Mohon tunggu...
Mang Pram
Mang Pram Mohon Tunggu... Freelancer - Rahmatullah Safrai

Penikmat kopi di ruang sepi penuh buku || Humas || Penulis Skenario Film || Badan Otonom Media Center DPD KNPI Kota Cilegon

Selanjutnya

Tutup

Sosbud Pilihan

Dulu Kota Santri, Usia 24 Tahun Cilegon Jadi Kota Tidak Toleran

27 April 2023   05:50 Diperbarui: 27 April 2023   05:52 772
+
Laporkan Konten
Laporkan Akun
Kompasiana adalah platform blog. Konten ini menjadi tanggung jawab bloger dan tidak mewakili pandangan redaksi Kompas.
Lihat foto
Masjid Agung Nurul Ikhlas jadi Icon Kota Cilegon (foto Instagram @aep_komo)

Selamat ulang tahun Kota Cilegon ke-24. Dahulu dikenal sebagai kota santri dan kota baja, kini memiliki label baru sebagai kota tidak toleran di Indonesia.

Predikat rangking satu kota tidak toleran dengan skor 3,227 dirilis Setara Institute pada 6 April 2023 lalu. Setara melibatkan 94 kota di Indonesia. Ada 4 variabel penilaian, diantaranya adalah regulasi pemerintah kota, regulasi sosial, tindak pemerintah, dan demografi sosio keagamaan.

Cilegon menempati posisi paling buncit menggantikan Kota Depok menjadi kota tidak toleran di tahun 2023. Hal ini disebabkan oleh persoalan penolakan pembangunan gereja yang sempat memanas pada September 2022 lalu.

Akibat persoalan penolakan pembangunan gereja oleh elemen masyarakat dan juga melibatkan Wali Kota Cilegon, di Twitter seumur-umur nama Cilegon Tranding Topik di media sosial.

Ketidak kemampuan kepala daerah yang bijak dalam mengatasi persoalan ini, persoalan penolakan gereja akan terus memercikan api potensi konflik. 

Jika kembali melihat sejarah di tahun 1888, meletusnya peristiwa perjuangan "Geger Cilegon" juga disebabkan oleh sensitivitas agama. Dimana pejabat penjajah Belanda melarang adanya adzan dan sholawat di Masjid.

Para ulama dan santri yang sudah jengah dengan perlakukan para penjajah kemudian bersatu untuk melakukan perang. Peristiwa berdarah itu berakhir tragis. Kekalahan menyebabkan banyak ulama gugur, ada yang tewas dalam perang, ada juga penangkapan para ulama dan dihukum gantung.

Belum lagi ratusan ulama yang tertangkap diasingkan ke berbagai pulau paling timur Indonesia. Peristiwa yang sangat menyakitkan bagi masyarakat Kota Cilegon.

Seiring perkembangan waktu, pasca kemerdekaan NKRI, daerah pesisir paling ujung barat pulau Jawa itu berubah wajah di tahun 1960. Daerah agraris berubah menjadi kawasan industri nasional dengan produksi unggulan baja.

Data yang Disediakan -
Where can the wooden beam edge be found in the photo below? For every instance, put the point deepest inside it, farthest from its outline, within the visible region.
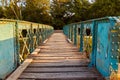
(19, 70)
(45, 41)
(69, 41)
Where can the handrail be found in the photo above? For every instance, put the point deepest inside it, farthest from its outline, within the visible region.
(18, 39)
(98, 39)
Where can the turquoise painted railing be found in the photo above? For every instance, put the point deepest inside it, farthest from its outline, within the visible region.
(17, 40)
(99, 39)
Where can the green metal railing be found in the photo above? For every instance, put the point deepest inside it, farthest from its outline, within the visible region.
(18, 39)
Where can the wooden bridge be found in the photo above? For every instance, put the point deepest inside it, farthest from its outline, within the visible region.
(56, 60)
(88, 50)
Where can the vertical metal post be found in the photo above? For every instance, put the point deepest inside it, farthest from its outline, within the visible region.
(75, 34)
(94, 44)
(17, 44)
(81, 37)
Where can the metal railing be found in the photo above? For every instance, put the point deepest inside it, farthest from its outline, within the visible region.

Tujuan Tugas -
A - Menurut artikel tentang Kota Cilegon, apa saja variabel penilaian yang digunakan Setara Institute?
B - Ambil persis dari artikel tentang Kota Cilegon bagian yang diawali kata-kata "Cilegon menempati posisi" dan diakhiri dengan "di media sosial.".

Jawaban Tiap Tugas -
A -
- Regulasi pemerintah kota
- Regulasi sosial
- Tindak pemerintah
- Demografi sosio keagamaan

B -
Cilegon menempati posisi paling buncit menggantikan Kota Depok menjadi kota tidak toleran di tahun 2023. Hal ini disebabkan oleh persoalan penolakan pembangunan gereja yang sempat memanas pada September 2022 lalu.

Akibat persoalan penolakan pembangunan gereja oleh elemen masyarakat dan juga melibatkan Wali Kota Cilegon, di Twitter seumur-umur nama Cilegon Tranding Topik di media sosial.